SET PROBLEM:
Give back, unchanged, the lines of the records beginning with the line that contains "Find every instance of the stone turret" and continuing through the line that contains "Find every instance of the window", both lines included.

GIVEN RECORDS:
>> start
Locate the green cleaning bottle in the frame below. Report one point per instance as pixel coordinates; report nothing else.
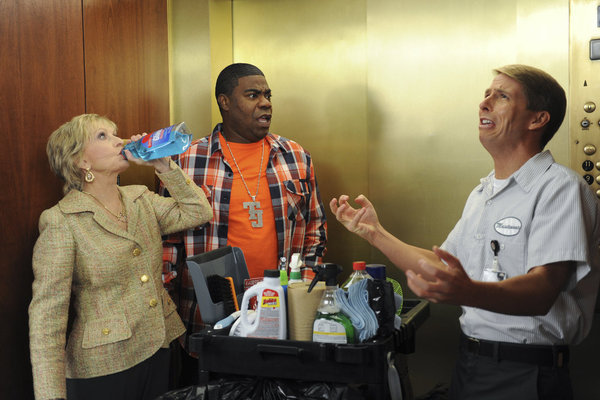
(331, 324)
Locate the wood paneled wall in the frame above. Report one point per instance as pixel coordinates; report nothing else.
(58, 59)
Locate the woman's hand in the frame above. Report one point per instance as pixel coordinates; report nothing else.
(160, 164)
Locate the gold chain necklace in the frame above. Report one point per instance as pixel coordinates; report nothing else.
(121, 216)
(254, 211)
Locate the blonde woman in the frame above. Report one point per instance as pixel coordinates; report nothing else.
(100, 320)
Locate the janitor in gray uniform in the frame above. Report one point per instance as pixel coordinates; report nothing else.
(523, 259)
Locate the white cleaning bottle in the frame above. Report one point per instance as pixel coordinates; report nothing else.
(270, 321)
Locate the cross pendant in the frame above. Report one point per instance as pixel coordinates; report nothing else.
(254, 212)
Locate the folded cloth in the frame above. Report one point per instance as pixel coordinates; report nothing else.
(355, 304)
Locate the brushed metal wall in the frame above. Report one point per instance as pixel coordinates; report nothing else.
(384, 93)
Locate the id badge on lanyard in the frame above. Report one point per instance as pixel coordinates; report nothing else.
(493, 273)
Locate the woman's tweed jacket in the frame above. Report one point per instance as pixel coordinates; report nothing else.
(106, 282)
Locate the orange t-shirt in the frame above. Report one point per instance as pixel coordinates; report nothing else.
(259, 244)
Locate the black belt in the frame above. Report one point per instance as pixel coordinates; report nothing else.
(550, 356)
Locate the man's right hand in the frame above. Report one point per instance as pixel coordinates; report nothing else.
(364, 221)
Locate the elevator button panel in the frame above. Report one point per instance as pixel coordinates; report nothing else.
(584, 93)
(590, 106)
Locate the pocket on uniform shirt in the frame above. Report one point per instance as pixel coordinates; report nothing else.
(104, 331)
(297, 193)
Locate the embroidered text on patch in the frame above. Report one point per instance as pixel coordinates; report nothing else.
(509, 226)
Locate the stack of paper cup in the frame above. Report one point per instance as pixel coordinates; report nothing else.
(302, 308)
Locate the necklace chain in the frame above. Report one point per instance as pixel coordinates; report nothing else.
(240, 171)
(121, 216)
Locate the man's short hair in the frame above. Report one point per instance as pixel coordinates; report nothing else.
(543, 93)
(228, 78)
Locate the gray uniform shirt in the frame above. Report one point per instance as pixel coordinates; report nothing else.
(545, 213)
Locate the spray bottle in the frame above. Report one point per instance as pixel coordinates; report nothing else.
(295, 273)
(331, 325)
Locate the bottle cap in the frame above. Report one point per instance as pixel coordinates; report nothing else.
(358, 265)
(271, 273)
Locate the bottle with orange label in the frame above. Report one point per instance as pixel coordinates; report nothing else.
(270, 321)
>> end
>> start
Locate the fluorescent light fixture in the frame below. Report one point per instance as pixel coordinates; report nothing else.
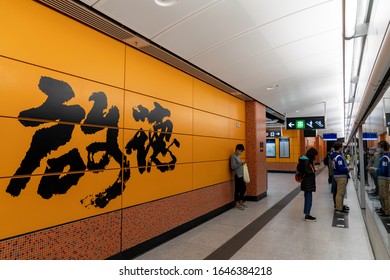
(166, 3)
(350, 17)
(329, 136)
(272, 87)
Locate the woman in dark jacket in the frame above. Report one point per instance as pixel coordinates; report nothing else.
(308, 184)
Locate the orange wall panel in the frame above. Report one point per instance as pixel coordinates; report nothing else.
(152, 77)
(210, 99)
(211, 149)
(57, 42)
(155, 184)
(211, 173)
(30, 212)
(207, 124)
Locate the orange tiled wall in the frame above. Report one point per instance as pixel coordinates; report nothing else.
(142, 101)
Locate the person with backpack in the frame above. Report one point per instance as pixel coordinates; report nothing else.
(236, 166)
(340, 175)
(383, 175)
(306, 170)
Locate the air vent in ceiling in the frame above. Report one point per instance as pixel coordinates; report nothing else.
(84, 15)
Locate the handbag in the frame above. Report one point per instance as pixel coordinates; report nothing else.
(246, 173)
>> end
>> start
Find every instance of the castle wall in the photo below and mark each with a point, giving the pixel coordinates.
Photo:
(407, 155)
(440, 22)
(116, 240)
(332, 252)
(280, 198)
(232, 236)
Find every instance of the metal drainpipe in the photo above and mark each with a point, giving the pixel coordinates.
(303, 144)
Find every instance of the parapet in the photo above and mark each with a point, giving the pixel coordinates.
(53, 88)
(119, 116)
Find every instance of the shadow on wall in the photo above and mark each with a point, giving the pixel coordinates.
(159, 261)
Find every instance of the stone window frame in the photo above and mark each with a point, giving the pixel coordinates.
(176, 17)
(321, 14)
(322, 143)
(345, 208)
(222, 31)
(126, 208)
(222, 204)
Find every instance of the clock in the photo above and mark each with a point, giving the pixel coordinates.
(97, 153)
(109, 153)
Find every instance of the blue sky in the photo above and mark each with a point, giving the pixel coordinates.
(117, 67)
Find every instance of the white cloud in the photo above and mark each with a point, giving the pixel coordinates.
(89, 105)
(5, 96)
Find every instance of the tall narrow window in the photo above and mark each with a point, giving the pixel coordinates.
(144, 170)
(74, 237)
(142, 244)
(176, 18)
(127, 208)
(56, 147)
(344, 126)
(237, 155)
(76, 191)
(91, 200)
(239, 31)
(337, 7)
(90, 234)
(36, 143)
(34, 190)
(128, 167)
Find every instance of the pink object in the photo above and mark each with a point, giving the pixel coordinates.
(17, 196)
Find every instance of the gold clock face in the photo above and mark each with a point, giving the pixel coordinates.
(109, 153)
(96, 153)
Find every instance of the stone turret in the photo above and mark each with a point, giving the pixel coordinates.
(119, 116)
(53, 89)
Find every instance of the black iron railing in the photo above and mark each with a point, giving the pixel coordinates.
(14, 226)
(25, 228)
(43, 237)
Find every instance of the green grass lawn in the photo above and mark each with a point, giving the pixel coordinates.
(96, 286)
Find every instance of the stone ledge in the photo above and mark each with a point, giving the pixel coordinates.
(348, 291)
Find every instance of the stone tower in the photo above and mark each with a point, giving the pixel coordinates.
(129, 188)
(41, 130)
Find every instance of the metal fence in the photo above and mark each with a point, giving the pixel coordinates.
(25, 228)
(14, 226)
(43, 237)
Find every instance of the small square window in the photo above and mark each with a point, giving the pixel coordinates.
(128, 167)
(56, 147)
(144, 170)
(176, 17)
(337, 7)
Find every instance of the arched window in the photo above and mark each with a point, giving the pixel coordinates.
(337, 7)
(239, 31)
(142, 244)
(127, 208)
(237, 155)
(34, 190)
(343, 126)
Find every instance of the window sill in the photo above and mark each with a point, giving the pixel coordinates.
>> end
THE RESULT:
Find every instance of the stone turret in the photo above and mark each with a point, giving the pixel coordinates.
(119, 116)
(53, 89)
Find every instance of the black iron railing in the photo above and mark each with a point, giving the pixel coordinates.
(14, 226)
(25, 228)
(43, 237)
Find every instance of the green grass lawn in the photo above and mark each with a point, giving the pixel coordinates.
(96, 286)
Find every instance of the stone ledge in the photo above and mark each with a point, giving the pixel coordinates.
(348, 291)
Find every instance of the stone tower in the photo above and mark each with a point, giving the pixel coordinates.
(129, 188)
(41, 130)
Find every instance of the metal fence in the photo above and mark each with a point, giving the pixel coordinates.
(25, 228)
(14, 226)
(43, 237)
Find every instance of the small square window in the photo above and mark each with a point, giving the pixel coordinates.
(128, 167)
(56, 147)
(144, 170)
(176, 17)
(337, 7)
Find every instance of the arched window in the photo above and mark each with a point, giving the pixel coordinates.
(337, 7)
(239, 31)
(142, 244)
(127, 208)
(237, 155)
(34, 190)
(343, 126)
Find every instance of the window sill in the photo above and mark each with a point, giving the pixel coordinates.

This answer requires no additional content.